> **What needs to be done**
Could you resume the Bachelor recap below, continuing from its final line?

---- Excerpt

‘The Bachelor’: We’re all too old for this shit.

The Bachelor
February 4, 2019

The next stop for our Virgin Bachelor and his harem of beautiful dummies: Thailand, where upon arrival, Colton immediately takes an outdoor shower. After all, it has been like two whole episodes since we’ve seen his tiny pencil eraser nipples.

At the hotel, the women receive the first date card: “Never Been Kissed: Let’s go on a date so that I can kiss you and get this over already. Let’s experience something new. Colton.” And after receiving the date card, we join Never Been Kissed as she brushes her teeth, which is a first, I think, for this show, but also a means to remind us that she has every intention of losing her mouth purity.

That came out so much grosser than I intended.

(But it’s also true.)

The two meet on the beach before going to what Colton describes is a “floating city.” The floating city is actually called Ko Panyi, and it has a fascinating history: the village, built on stilts in the bay, was established by nomadic Malay fishermen in the 18th century. Back then, only people of Thai origin were allowed to own land, so the Malay fishermen were like, “FINE. WE’LL BUILD IN THE WATER THEN.” There is a floating soccer field.

The two wander around the market and have lunch where they feed one another which is gross and stupid when anyone does it …

PLEASE DO NOT BABY BIRD THE ADULT WOMAN.

… but even grosser when the cameramen are being urged to zoom in on their mouths because SHE’S NEVER BEEN KISSED, REMEMBER? HERE’S A BUNCH OF EXTREME CLOSE-UPS OF HIS MOUTH TO REMIND YOU.

No, really, if I have to look at this, SO DO YOU:

Screen Shot 2019-02-05 at 2.40.10 PMScreen Shot 2019-02-05 at 2.39.52 PMScreen Shot 2019-02-05 at 2.39.39 PM

SO. MUCH. MOUTH.

And then the two make whatever the opposite of conversation is:

“These rocks. The greenery.”

“Mmmmm.”

“It’s nice.”

“It’s special.”

“So unbelievable.”

“Mmmmm.”

--------
---- Information provided

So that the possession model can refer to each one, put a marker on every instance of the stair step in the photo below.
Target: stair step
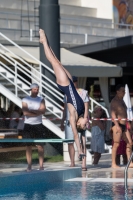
(3, 79)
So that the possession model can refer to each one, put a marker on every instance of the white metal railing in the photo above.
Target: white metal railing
(20, 65)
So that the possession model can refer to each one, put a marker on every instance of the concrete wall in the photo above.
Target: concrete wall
(104, 7)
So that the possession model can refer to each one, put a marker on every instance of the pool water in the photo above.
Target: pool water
(68, 191)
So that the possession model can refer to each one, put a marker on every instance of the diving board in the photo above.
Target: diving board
(35, 140)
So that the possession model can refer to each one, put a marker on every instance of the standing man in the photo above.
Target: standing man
(68, 130)
(120, 128)
(33, 108)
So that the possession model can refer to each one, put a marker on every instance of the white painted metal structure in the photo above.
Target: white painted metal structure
(14, 74)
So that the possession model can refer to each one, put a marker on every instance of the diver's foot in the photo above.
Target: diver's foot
(81, 156)
(42, 36)
(28, 169)
(72, 165)
(115, 166)
(41, 168)
(131, 165)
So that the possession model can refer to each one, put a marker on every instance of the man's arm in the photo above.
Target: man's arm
(41, 110)
(113, 108)
(63, 118)
(86, 113)
(28, 112)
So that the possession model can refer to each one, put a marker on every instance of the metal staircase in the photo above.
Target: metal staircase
(16, 75)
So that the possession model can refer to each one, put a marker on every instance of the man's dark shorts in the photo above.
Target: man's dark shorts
(33, 132)
(124, 129)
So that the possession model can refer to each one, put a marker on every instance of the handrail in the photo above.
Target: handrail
(86, 20)
(126, 169)
(30, 77)
(92, 106)
(29, 83)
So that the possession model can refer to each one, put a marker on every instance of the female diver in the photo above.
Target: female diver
(64, 82)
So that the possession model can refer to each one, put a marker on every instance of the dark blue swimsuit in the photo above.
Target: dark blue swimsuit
(73, 97)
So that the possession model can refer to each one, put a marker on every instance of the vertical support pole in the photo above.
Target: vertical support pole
(49, 20)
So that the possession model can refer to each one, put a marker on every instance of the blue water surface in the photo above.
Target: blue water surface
(67, 191)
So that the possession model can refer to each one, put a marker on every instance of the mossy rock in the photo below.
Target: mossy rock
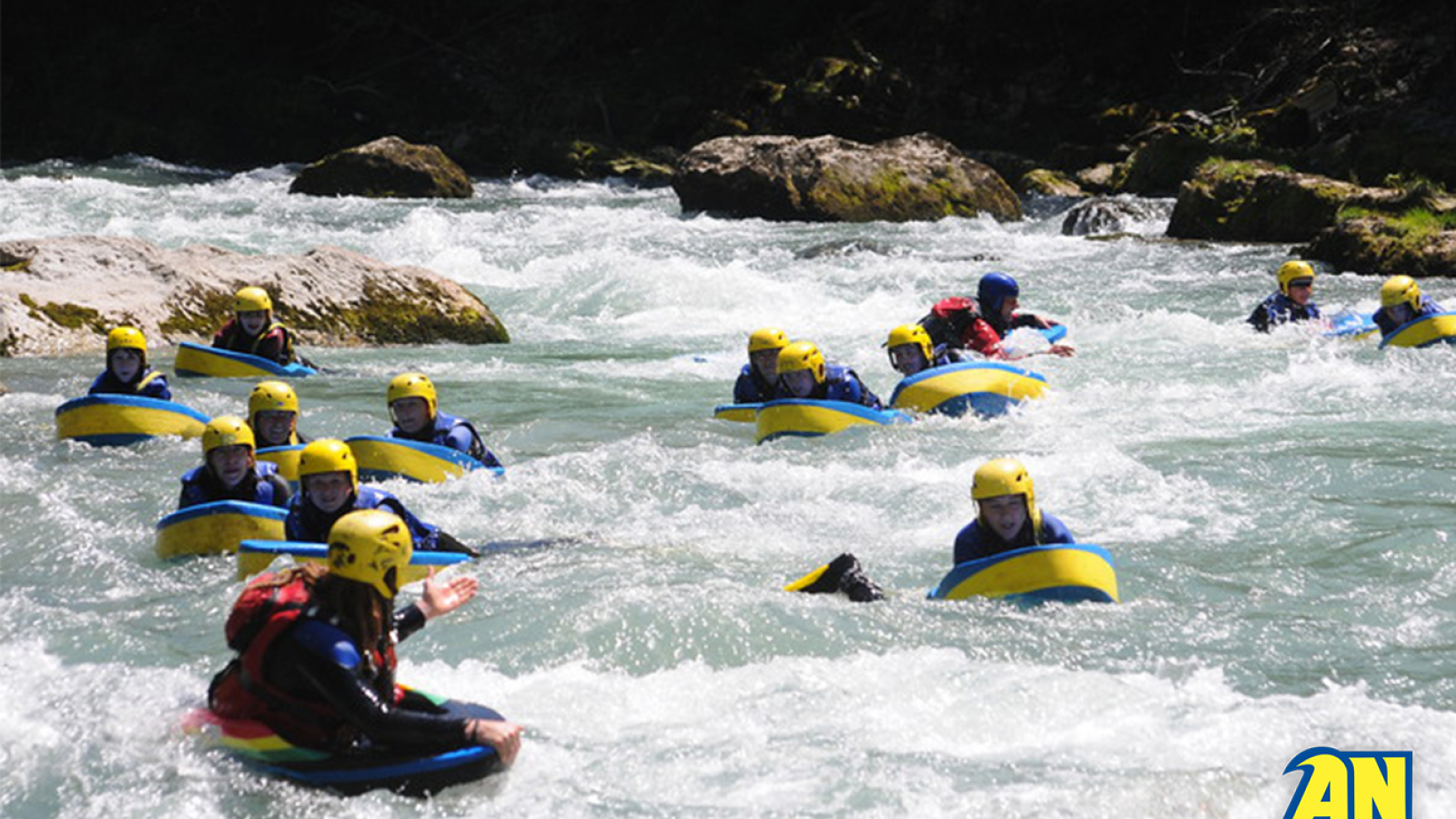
(1417, 244)
(1257, 201)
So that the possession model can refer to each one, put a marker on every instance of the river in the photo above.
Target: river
(1279, 508)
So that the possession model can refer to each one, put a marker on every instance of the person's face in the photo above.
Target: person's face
(252, 321)
(230, 464)
(1005, 515)
(1009, 305)
(1300, 290)
(411, 414)
(328, 490)
(800, 383)
(907, 359)
(764, 361)
(274, 428)
(126, 363)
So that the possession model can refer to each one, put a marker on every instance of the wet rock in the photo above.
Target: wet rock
(836, 179)
(385, 167)
(1106, 215)
(1045, 182)
(63, 295)
(844, 248)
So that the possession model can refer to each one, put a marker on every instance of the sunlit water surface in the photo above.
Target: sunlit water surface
(1279, 508)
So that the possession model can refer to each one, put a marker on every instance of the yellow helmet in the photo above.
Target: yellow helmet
(370, 547)
(328, 455)
(1006, 477)
(1292, 270)
(912, 334)
(226, 430)
(251, 299)
(768, 339)
(803, 356)
(127, 339)
(1401, 290)
(273, 397)
(412, 385)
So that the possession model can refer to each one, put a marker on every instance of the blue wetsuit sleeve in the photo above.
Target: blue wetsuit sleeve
(967, 544)
(460, 439)
(331, 665)
(1053, 531)
(744, 390)
(157, 388)
(424, 533)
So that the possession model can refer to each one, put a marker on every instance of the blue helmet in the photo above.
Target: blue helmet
(994, 288)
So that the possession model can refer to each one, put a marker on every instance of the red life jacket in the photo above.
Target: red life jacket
(950, 321)
(264, 612)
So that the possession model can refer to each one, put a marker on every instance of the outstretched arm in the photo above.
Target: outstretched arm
(444, 598)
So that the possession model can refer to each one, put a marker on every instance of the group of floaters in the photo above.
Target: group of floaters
(953, 361)
(310, 694)
(788, 388)
(1405, 317)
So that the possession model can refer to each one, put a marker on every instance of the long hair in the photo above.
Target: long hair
(360, 611)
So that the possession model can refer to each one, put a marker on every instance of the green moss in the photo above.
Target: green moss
(67, 315)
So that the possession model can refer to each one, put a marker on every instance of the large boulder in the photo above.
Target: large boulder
(385, 167)
(63, 295)
(836, 179)
(1106, 215)
(1257, 201)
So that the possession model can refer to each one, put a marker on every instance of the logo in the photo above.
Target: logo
(1354, 784)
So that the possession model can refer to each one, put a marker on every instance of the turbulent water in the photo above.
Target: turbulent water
(1279, 506)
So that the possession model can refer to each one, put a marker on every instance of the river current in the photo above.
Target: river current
(1279, 508)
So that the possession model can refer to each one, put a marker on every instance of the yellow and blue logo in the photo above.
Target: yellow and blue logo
(1354, 784)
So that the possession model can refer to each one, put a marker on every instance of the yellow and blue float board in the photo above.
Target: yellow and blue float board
(217, 528)
(740, 413)
(412, 774)
(286, 458)
(985, 388)
(118, 420)
(1056, 571)
(198, 360)
(383, 458)
(254, 557)
(1423, 332)
(804, 417)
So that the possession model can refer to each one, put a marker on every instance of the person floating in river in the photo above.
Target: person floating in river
(414, 407)
(273, 413)
(982, 324)
(252, 329)
(319, 668)
(127, 370)
(1006, 515)
(757, 378)
(912, 351)
(229, 470)
(803, 373)
(329, 489)
(1293, 302)
(1401, 303)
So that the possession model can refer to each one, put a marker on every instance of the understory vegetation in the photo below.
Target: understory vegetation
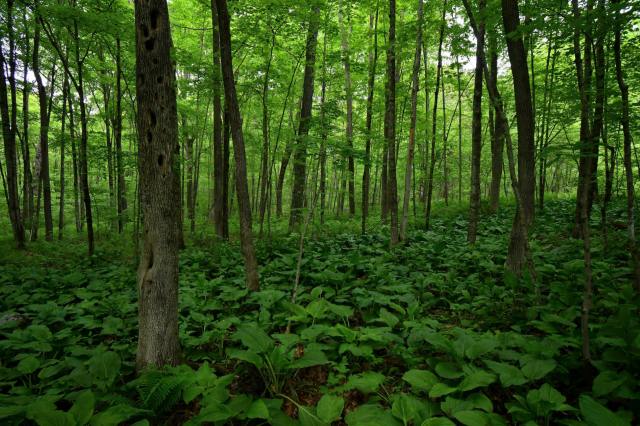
(434, 332)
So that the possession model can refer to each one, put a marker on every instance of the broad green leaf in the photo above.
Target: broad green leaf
(370, 415)
(28, 364)
(254, 338)
(330, 408)
(536, 369)
(472, 418)
(420, 379)
(82, 408)
(448, 370)
(596, 414)
(477, 379)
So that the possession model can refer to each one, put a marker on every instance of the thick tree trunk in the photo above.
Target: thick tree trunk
(432, 162)
(235, 123)
(390, 126)
(158, 156)
(344, 32)
(219, 202)
(415, 86)
(265, 177)
(626, 132)
(476, 133)
(9, 129)
(524, 110)
(366, 175)
(300, 152)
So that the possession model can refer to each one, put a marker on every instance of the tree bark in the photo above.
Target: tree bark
(476, 133)
(344, 32)
(300, 151)
(517, 255)
(366, 175)
(158, 157)
(235, 123)
(390, 125)
(415, 86)
(9, 129)
(433, 120)
(627, 144)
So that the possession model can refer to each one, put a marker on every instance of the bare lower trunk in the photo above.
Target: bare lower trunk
(235, 123)
(158, 156)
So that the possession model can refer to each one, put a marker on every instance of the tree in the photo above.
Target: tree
(9, 128)
(300, 152)
(390, 126)
(415, 86)
(235, 124)
(158, 157)
(476, 133)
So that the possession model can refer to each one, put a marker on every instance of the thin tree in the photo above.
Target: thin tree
(158, 157)
(415, 86)
(476, 133)
(300, 154)
(390, 126)
(373, 59)
(235, 124)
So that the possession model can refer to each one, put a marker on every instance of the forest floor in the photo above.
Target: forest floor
(431, 333)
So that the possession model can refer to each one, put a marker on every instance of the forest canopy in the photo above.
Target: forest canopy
(360, 212)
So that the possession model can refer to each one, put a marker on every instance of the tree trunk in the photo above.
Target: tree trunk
(390, 125)
(626, 132)
(63, 137)
(497, 138)
(366, 175)
(300, 152)
(344, 32)
(121, 191)
(235, 123)
(158, 156)
(433, 120)
(9, 129)
(264, 161)
(415, 86)
(524, 110)
(476, 133)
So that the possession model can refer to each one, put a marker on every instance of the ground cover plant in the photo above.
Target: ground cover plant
(434, 333)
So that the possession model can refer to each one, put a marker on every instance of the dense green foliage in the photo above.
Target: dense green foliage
(433, 331)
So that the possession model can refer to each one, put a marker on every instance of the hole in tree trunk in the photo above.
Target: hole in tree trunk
(154, 19)
(150, 44)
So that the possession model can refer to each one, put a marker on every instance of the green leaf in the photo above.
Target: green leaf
(370, 415)
(330, 408)
(367, 382)
(472, 418)
(536, 369)
(258, 410)
(254, 338)
(440, 389)
(438, 421)
(82, 408)
(477, 379)
(509, 374)
(420, 379)
(595, 414)
(448, 370)
(606, 382)
(28, 364)
(115, 415)
(104, 368)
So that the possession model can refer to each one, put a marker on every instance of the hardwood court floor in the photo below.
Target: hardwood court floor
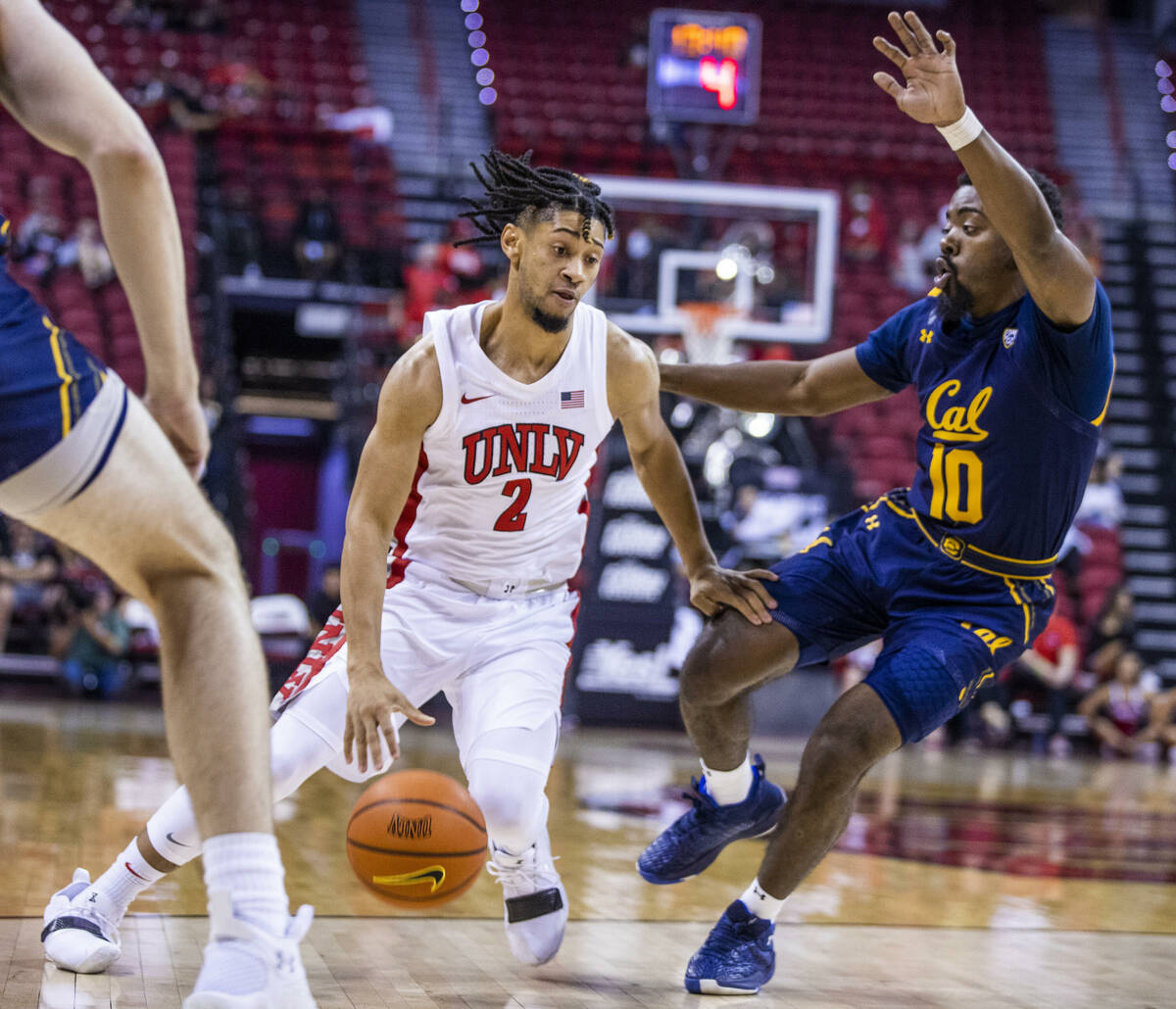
(963, 881)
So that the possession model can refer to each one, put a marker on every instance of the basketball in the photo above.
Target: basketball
(416, 839)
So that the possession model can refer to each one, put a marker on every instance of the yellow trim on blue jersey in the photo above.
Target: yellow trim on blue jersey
(1098, 421)
(899, 510)
(964, 549)
(74, 389)
(1012, 560)
(66, 377)
(1024, 605)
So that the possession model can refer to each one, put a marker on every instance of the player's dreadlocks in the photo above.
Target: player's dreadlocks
(1048, 188)
(517, 193)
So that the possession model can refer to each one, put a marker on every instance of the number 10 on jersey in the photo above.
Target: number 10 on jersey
(957, 477)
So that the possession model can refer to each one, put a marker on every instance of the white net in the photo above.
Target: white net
(709, 330)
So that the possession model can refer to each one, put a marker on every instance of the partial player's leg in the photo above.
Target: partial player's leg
(821, 607)
(732, 799)
(506, 719)
(858, 731)
(146, 523)
(82, 920)
(507, 772)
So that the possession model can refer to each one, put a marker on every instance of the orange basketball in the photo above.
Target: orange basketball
(416, 839)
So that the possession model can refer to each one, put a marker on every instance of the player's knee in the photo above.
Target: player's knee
(509, 809)
(710, 674)
(839, 752)
(201, 554)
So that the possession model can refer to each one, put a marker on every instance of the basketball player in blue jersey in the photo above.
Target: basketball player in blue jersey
(85, 461)
(1011, 358)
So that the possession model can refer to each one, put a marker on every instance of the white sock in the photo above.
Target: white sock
(760, 902)
(250, 867)
(726, 787)
(127, 878)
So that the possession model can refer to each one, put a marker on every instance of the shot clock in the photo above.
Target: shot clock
(705, 66)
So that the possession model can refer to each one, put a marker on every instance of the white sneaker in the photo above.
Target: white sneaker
(536, 904)
(81, 928)
(286, 985)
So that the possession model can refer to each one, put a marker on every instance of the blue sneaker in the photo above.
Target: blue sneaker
(694, 840)
(738, 956)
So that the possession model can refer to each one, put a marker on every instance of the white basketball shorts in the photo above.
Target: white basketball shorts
(500, 662)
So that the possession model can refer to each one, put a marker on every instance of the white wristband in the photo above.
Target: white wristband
(963, 130)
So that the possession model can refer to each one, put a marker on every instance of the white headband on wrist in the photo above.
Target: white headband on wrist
(963, 130)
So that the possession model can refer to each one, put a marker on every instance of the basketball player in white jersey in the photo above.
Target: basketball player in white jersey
(85, 461)
(476, 471)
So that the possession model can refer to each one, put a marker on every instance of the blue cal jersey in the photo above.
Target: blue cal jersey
(1011, 408)
(47, 377)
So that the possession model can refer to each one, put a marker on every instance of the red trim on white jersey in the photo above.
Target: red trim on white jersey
(329, 640)
(405, 523)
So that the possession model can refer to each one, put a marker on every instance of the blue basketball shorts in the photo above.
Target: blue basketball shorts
(60, 412)
(946, 628)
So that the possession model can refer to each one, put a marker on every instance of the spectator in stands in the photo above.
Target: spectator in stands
(1102, 503)
(191, 109)
(1117, 711)
(1111, 633)
(28, 576)
(428, 285)
(863, 235)
(94, 661)
(89, 252)
(40, 234)
(318, 236)
(929, 242)
(908, 268)
(242, 233)
(327, 598)
(1051, 663)
(1162, 722)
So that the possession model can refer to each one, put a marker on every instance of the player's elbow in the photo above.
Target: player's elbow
(124, 153)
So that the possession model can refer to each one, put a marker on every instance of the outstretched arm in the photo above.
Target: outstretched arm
(1056, 274)
(659, 464)
(410, 403)
(793, 388)
(53, 88)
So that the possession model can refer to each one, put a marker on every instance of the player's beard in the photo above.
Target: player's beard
(956, 301)
(547, 321)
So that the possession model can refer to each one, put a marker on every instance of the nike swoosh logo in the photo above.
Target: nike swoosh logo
(433, 874)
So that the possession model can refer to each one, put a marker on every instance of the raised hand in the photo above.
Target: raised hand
(934, 92)
(714, 588)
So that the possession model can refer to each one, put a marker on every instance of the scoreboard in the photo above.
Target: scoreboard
(705, 66)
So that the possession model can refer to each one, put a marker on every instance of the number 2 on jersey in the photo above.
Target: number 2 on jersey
(957, 479)
(514, 517)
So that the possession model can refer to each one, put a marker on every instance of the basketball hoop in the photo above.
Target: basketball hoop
(707, 332)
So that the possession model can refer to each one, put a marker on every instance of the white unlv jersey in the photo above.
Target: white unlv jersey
(501, 493)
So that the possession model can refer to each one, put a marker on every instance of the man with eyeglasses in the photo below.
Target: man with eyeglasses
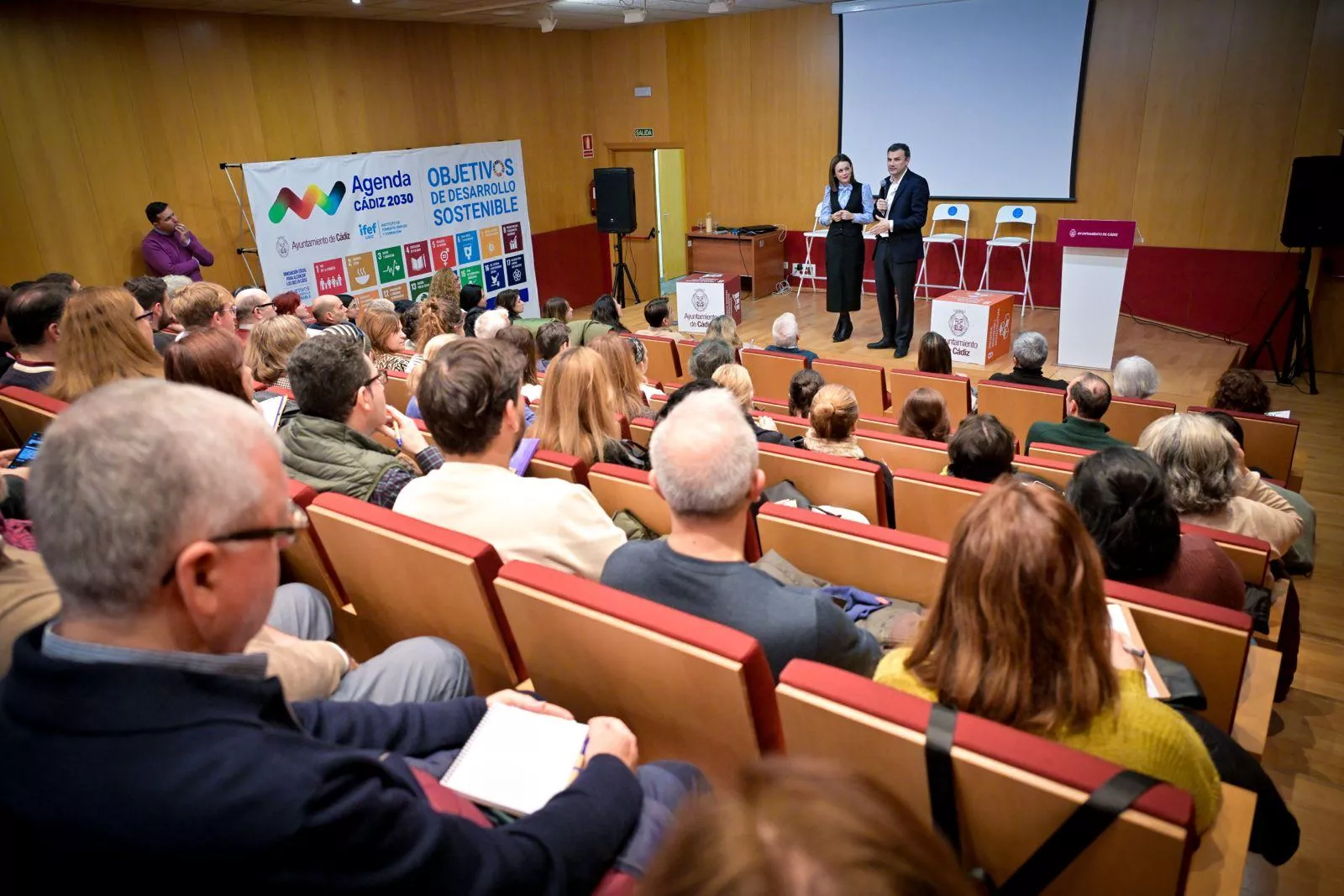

--------

> **Response for this exercise**
That night at dinner, Colton asks Never Been Kissed about her romantic past and she reveals that there was one boy — or man, I suppose — whom she dated after college. According to Never Been Kissed, her friends basically bullied her into dating him because he “literally had everything on paper.” But after 8 months of dating, she decided that “it” wasn’t there.

OK, pause.

I’M SORRY, DID SHE JUST SAY SHE DATED SOMEONE FOR 8 MONTHS AND SHE NEVER KISSED THEM? AS AN ADULT? AN ADULT HUMAN? 8 MONTHS? SHE COULD HAVE LITERALLY CREATED ANOTHER HUMAN BEING IN THE TIME SHE SPENT “DATING” THIS PERSON AND THEIR LIPS NEVER TOUCHED?

I call bullshit on alllllllll of this. Not the never been kissed part, but the idea that she dated an adult man and he was cool with never kissing her after 8 months. I’m not suggesting that men are sexual deviants who can’t control their urges but I know very few adults — of either gender — who wouldn’t think it was strange that they hadn’t kissed the person they were going out with after three dates (or, frankly, one). And it would be one thing if she were saving her first kiss for her wedding day or some other poisonous purity bullshit, and that this guy was respectful of that or something, but she’s so horny to kiss Colton whom she is DEFINITELY NOT going to marry that she can barely keep it in her pants face. Another Story Time: A male friend of mine once became friends with a girl in college and they spent a lot of time hanging out, but nothing physical ever happened between them. So he was shocked to learn from a mutual friend some months later that she thought they were dating, and he had to politely let her know that was absolutely not the case. And what I’m saying is, I’m not sure that Never Been Kissed’s boyfriend had any idea they were dating for 8 months.

That, or he was gay.

Colton offers her the rose after this very suspicious story and then the two head out to the beach to watch the mandatory fireworks for their mandatory kiss. Congratulations, Never Been Kissed, you’re now as sexually experienced as most 12-year-olds.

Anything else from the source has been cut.